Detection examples
┌──
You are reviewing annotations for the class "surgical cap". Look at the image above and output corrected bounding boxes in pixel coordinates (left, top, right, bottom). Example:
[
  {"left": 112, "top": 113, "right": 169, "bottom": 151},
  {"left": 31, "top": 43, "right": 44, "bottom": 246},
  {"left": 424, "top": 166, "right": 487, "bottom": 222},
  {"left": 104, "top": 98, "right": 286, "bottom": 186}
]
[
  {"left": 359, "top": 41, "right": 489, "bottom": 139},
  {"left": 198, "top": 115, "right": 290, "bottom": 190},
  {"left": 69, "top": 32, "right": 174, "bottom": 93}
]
└──
DIRECTIONS: Reproduce every line of the items above word for word.

SOLUTION FOR THIS TASK:
You are reviewing annotations for the class "surgical cap". Look at the image above and output corrected bounding boxes in pixel coordinates (left, top, right, bottom). Example:
[
  {"left": 112, "top": 113, "right": 169, "bottom": 151},
  {"left": 31, "top": 43, "right": 44, "bottom": 246},
  {"left": 424, "top": 166, "right": 487, "bottom": 222},
  {"left": 104, "top": 98, "right": 286, "bottom": 186}
]
[
  {"left": 359, "top": 41, "right": 489, "bottom": 139},
  {"left": 198, "top": 115, "right": 290, "bottom": 190},
  {"left": 69, "top": 32, "right": 174, "bottom": 93}
]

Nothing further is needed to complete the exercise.